**Your instructions**
Below, in the essay on Apple's product design, copy the passage starting at "One of the words" and ending at "but not great.", word for word.

**Provided text**

_ _ _ _ _ _ _

One of the words I use a lot when reviewing Apple products is opinionated. I firmly believe that great art or design can’t happen without a point of view—and the more you depart from a focused point of view, the more likely a creation will be compromised, workmanlike… good, maybe, but not great.
When it’s at its best, Apple strives for greatness. It doesn’t always get there—and every now and then you get the sense it’s not actually trying to get there—but when things are hitting on all cylinders, Apple releases products that are backed by a strong point of view about what will delight and serve its customers.
The MacBook, for example, is a product based on a focused vision: That a single port and a slower class of processor are worthy trade-offs for an incredibly thin and light computer with a Retina display. You don’t have to agree with Apple’s take—in the case of the MacBook, the company’s practically daring you to disagree—but you can’t deny that it’s an amazing execution of a particular set of priorities.
I’ve been thinking about Apple’s approach to products this week because I read Steven Levy’s excellent
inside look at the new Apple Park campus for Wired. It’s worth a read—I highly recommend it, if you haven’t dug in yet.

_ _ _ _ _ _ _

**Information shown**

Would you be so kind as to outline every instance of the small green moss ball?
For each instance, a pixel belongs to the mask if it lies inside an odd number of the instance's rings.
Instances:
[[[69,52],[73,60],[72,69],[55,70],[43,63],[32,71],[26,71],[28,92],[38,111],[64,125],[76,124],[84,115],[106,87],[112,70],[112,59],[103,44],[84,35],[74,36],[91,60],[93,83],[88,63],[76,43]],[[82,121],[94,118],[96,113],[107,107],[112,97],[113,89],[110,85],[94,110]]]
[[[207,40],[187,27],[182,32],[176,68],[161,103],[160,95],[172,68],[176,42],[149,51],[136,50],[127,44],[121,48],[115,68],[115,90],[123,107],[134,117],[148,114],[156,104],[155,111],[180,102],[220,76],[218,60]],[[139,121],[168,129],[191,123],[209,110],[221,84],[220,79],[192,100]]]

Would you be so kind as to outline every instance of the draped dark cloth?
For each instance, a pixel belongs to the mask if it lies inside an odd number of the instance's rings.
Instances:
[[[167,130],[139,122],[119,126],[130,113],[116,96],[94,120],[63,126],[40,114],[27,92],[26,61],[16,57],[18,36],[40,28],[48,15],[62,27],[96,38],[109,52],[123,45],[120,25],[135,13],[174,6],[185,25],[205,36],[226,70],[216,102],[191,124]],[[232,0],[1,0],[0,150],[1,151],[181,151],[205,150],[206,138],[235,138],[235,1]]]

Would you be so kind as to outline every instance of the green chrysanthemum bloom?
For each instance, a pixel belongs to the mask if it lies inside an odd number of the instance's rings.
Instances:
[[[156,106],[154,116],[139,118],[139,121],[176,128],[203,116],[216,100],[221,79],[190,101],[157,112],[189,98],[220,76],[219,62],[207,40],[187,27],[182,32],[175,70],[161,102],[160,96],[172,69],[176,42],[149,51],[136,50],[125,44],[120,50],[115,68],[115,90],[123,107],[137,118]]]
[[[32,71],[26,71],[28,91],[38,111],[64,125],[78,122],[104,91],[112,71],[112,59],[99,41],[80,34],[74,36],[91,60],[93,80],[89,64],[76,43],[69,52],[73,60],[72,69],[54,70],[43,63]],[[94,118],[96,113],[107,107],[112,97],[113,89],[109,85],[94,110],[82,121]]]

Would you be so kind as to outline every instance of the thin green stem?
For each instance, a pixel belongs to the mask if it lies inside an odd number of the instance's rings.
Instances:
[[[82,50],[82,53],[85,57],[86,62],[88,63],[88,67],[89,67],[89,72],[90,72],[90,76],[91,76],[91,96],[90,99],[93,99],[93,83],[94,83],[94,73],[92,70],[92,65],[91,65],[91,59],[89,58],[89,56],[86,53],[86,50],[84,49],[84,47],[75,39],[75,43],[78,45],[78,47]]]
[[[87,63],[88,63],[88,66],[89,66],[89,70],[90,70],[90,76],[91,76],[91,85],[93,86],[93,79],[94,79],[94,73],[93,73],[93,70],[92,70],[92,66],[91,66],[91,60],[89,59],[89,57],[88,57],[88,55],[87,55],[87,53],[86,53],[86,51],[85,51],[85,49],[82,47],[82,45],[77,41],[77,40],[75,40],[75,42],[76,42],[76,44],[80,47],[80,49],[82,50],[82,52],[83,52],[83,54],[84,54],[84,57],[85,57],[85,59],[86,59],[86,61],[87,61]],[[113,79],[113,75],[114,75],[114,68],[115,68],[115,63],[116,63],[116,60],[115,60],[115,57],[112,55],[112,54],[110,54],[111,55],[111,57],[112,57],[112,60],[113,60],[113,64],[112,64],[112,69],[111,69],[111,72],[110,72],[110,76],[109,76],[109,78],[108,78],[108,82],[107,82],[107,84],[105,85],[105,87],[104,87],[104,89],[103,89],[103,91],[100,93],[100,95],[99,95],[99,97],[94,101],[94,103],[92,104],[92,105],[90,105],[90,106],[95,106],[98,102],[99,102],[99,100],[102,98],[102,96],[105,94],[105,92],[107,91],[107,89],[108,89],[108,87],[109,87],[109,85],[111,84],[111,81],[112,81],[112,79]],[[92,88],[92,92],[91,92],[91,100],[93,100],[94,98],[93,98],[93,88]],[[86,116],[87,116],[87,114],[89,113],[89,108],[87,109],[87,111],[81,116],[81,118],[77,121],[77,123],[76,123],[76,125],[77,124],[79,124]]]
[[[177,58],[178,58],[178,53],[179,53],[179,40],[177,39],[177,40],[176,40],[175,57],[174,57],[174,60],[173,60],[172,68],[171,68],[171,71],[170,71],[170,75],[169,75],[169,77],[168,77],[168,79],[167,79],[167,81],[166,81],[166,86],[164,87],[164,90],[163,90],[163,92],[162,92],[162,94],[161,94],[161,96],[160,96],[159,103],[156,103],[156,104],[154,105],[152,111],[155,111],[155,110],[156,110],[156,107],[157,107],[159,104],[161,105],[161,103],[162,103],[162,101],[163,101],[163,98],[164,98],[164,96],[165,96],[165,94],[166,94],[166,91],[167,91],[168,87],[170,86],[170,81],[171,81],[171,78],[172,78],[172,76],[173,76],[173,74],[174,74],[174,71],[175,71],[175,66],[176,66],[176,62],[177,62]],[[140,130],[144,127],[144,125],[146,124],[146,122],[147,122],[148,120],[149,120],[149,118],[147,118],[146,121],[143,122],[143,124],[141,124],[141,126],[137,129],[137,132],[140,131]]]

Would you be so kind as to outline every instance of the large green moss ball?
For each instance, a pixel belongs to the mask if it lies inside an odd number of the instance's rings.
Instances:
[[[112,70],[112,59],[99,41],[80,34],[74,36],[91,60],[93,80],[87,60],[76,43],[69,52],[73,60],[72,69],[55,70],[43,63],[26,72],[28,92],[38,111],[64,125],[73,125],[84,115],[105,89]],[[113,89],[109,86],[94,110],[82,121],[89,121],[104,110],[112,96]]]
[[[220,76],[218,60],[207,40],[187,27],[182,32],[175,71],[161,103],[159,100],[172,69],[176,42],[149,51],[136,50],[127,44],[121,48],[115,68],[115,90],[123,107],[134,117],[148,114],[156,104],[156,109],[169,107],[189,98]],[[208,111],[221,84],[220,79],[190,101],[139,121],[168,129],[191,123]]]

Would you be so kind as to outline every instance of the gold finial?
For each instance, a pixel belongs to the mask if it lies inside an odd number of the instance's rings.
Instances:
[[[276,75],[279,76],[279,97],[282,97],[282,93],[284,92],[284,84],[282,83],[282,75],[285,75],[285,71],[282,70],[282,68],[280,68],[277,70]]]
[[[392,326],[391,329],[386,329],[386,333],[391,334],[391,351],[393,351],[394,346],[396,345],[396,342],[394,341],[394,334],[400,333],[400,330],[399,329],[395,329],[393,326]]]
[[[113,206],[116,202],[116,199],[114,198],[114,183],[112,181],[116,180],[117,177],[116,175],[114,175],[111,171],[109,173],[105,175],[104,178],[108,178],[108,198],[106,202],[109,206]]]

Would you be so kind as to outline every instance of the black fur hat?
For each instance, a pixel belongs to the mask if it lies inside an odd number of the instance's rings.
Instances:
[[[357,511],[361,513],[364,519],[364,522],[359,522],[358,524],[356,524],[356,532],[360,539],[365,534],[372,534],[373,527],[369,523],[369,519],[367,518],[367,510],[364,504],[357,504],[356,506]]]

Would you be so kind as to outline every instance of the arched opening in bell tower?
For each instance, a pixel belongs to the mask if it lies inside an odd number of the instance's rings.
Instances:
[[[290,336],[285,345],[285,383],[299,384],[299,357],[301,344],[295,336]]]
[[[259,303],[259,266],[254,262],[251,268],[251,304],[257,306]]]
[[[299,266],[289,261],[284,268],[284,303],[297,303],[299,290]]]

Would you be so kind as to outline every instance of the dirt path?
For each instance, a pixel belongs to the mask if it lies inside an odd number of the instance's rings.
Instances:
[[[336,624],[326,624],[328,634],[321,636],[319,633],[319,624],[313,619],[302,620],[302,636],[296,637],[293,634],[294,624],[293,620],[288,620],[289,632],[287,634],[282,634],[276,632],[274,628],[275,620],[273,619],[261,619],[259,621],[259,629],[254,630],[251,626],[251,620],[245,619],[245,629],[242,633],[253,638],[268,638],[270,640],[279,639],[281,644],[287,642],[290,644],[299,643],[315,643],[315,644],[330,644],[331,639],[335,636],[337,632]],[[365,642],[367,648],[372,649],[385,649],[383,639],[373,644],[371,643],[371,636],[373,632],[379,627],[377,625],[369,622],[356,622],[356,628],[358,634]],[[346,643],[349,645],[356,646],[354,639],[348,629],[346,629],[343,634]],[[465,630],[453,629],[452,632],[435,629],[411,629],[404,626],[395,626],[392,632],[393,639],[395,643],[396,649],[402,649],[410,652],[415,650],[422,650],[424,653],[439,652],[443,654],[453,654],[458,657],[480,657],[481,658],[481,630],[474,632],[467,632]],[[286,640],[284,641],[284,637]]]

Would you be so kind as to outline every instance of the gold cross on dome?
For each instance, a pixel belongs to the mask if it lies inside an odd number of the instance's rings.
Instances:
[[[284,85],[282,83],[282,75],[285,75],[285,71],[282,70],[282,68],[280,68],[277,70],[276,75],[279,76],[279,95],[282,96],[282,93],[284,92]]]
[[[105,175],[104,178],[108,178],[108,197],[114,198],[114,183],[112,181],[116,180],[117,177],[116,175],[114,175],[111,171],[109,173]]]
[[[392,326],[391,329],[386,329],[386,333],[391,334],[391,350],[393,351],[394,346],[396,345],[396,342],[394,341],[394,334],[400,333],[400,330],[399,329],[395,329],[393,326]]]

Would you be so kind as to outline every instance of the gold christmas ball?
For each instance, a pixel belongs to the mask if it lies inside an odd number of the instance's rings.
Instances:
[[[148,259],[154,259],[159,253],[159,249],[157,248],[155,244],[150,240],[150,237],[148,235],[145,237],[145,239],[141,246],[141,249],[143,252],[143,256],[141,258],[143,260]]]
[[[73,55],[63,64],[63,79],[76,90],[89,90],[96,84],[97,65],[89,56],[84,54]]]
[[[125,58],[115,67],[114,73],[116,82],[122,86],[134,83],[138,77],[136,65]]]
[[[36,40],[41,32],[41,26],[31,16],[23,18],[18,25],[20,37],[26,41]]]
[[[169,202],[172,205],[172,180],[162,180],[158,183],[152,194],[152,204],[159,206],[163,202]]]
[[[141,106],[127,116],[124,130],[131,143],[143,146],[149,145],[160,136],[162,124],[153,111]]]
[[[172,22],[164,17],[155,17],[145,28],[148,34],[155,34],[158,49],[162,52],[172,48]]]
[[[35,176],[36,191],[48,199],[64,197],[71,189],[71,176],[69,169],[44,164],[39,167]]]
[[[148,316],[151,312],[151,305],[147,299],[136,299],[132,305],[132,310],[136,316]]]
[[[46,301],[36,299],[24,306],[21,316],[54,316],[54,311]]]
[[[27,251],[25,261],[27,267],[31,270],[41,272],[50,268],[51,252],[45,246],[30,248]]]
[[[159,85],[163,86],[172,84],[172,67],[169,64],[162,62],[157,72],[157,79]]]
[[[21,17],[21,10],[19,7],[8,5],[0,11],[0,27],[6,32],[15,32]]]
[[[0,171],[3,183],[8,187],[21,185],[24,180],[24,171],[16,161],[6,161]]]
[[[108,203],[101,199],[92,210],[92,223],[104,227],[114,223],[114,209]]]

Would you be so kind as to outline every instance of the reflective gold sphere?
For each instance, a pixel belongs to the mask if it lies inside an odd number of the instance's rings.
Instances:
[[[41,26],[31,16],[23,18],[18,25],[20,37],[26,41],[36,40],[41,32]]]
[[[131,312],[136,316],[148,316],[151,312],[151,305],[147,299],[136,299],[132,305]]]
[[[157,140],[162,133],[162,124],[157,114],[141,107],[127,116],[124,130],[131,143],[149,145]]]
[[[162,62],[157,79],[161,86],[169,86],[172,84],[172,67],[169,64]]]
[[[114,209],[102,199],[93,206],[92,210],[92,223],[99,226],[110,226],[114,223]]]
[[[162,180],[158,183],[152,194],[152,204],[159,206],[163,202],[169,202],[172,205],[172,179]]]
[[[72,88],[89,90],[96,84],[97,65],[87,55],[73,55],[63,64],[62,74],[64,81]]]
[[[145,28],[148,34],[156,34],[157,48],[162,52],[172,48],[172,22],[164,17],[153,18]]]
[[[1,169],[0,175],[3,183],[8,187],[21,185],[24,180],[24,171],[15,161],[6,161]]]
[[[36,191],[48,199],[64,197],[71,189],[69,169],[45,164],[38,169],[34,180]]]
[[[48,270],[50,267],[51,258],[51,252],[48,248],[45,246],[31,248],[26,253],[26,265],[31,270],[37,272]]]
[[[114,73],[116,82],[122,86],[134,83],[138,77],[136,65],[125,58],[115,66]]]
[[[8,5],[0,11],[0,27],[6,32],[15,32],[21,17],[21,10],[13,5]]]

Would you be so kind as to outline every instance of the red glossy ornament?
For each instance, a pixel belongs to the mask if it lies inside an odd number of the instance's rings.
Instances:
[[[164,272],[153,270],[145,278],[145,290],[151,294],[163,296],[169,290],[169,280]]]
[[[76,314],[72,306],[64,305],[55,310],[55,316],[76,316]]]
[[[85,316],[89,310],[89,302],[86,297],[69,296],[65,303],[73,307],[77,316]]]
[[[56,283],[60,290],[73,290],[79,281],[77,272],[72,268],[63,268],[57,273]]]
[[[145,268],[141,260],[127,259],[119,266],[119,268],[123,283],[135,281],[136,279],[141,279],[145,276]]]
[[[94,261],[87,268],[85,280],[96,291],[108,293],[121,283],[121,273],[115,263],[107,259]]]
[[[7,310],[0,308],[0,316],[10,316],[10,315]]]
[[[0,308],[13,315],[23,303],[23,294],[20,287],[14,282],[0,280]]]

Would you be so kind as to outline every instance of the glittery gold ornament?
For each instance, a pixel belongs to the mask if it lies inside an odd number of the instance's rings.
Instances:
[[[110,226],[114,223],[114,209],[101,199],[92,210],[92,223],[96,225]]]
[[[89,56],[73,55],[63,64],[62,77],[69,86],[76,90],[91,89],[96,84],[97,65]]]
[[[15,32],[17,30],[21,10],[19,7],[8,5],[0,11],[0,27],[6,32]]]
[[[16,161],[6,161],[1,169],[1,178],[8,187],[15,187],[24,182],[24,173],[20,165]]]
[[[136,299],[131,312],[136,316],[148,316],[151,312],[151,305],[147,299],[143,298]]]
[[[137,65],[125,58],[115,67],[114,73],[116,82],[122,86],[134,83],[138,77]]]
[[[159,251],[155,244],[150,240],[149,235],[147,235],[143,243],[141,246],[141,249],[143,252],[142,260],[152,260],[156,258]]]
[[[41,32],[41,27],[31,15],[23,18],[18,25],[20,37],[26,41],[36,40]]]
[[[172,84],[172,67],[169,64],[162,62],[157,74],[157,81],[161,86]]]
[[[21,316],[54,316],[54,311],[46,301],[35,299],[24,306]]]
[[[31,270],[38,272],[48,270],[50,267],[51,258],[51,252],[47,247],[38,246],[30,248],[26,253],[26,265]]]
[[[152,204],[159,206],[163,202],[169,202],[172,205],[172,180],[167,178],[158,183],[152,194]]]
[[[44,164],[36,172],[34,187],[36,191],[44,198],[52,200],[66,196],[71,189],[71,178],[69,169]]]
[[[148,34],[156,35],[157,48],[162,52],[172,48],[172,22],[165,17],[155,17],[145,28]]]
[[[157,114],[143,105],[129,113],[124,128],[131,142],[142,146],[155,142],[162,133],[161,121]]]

_ _ _ _ _ _ _

**Answer below**
One of the words I use a lot when reviewing Apple products is opinionated. I firmly believe that great art or design can’t happen without a point of view—and the more you depart from a focused point of view, the more likely a creation will be compromised, workmanlike… good, maybe, but not great.